#### RAW RECORDS:

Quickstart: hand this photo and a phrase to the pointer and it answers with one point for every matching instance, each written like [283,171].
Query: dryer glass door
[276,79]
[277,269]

==

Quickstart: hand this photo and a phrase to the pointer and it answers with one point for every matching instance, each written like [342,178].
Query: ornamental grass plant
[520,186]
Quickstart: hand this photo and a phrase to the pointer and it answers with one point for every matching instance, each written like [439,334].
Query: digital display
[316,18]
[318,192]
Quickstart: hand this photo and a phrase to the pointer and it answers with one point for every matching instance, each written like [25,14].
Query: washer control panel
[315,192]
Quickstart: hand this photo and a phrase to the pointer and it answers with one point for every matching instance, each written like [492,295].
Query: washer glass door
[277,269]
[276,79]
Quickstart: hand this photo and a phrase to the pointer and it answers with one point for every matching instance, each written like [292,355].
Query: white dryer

#### THE TASK:
Tally how many lines of the material above contain the string "dryer", treating uppercase and lowercase letters as different. Reply with the number alone.

#### RESPONSE TO THIS EXERCISE:
2